Department of Laboratory Medicine, University of California San Francisco, San Francisco, CA, USA, United States
Background/Case Studies: Accurate classification of transfusion reactions is essential for patient care, donor management, and hemovigilance, yet significant variability exists even among transfusion medicine (TM) specialists. Generative large language models (LLMs) have the potential to facilitate improved transfusion reaction assessments and vary in their training data and reasoning capabilities. This study evaluated the accuracy of multiple state-of-the-art LLMs in classifying post-transfusion events and compared the results to the previously-published performance of TM specialists.
Study
Design/Methods: Seven advanced LLMs (ChatGPT-4o, -o3, -o4-mini; Claude 3.7 Sonnet, 3 Opus; Gemini 2.5 Flash, 2.5 Pro) were independently prompted to classify 36 transfusion scenarios from the AABB validation study of the CDC’s NHSN Hemovigilance Module (AuBuchon et al., Transfusion, 2014). Each scenario was submitted to a fresh instance to avoid prompt chaining. Models were not given NHSN criteria or told that some cases may not meet classification thresholds. Responses were scored against AABB expert labels and compared to 22 transfusion medicine specialists across four NHSN parameters: reaction type, case definition, severity, and imputability.

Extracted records
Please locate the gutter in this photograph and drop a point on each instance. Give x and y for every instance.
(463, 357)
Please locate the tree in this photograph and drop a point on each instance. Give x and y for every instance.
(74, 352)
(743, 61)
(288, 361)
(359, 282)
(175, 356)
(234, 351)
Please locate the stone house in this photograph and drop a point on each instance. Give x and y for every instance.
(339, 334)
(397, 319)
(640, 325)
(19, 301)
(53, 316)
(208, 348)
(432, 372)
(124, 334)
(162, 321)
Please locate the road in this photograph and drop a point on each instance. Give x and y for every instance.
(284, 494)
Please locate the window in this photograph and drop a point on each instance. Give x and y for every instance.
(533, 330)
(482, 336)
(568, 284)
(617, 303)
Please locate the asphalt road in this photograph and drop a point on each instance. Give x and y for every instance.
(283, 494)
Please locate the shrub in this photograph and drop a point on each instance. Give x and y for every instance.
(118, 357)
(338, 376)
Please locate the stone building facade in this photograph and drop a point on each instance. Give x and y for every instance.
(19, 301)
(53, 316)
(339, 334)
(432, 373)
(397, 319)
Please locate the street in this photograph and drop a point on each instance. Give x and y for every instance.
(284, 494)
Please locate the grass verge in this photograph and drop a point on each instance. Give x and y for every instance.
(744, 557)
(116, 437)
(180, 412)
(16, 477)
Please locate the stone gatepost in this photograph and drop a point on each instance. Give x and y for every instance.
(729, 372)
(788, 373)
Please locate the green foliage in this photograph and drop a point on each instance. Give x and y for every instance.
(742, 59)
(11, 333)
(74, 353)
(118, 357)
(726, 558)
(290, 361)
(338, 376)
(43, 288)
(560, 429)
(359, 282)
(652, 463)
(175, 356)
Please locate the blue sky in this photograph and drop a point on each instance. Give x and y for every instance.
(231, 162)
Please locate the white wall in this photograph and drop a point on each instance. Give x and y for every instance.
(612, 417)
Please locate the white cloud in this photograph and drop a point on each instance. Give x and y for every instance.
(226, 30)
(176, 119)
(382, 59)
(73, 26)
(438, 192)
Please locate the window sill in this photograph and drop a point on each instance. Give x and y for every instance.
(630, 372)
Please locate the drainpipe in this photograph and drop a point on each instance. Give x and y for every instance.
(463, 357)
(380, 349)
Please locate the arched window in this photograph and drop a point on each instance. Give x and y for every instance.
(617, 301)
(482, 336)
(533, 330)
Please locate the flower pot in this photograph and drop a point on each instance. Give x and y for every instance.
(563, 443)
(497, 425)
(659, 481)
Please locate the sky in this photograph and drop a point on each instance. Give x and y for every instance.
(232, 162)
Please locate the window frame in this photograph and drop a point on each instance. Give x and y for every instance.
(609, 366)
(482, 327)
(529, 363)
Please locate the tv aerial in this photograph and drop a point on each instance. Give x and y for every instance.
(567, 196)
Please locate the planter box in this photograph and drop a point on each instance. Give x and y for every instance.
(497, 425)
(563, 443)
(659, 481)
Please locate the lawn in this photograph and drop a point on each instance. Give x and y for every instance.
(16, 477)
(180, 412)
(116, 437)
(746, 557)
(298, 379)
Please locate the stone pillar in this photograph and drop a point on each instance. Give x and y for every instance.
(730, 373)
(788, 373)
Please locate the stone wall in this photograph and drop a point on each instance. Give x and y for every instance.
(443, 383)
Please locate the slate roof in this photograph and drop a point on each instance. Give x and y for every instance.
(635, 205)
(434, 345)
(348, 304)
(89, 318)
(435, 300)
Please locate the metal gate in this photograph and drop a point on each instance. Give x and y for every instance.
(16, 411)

• _TASKS AND EXERCISES_
A - Name the four NHSN parameters listed in the abstract on transfusion reaction classification.
B - Answer these questions using the abstract on transfusion reaction classification:
(i) How many transfusion scenarios were the models prompted to classify?
(ii) What was each scenario submitted to a fresh instance to avoid?
(iii) How many transfusion medicine specialists were the model responses compared to?
C - Write out the part of the abstract on transfusion reaction classification between "Department of Laboratory" and "of TM specialists.", inclusive.

• _SOLUTIONS TO THE EXERCISE_
A - Reaction type, case definition, severity, and imputability.

B -
(i) 36
(ii) Prompt chaining
(iii) 22

C -
Department of Laboratory Medicine, University of California San Francisco, San Francisco, CA, USA, United States
Background/Case Studies: Accurate classification of transfusion reactions is essential for patient care, donor management, and hemovigilance, yet significant variability exists even among transfusion medicine (TM) specialists. Generative large language models (LLMs) have the potential to facilitate improved transfusion reaction assessments and vary in their training data and reasoning capabilities. This study evaluated the accuracy of multiple state-of-the-art LLMs in classifying post-transfusion events and compared the results to the previously-published performance of TM specialists.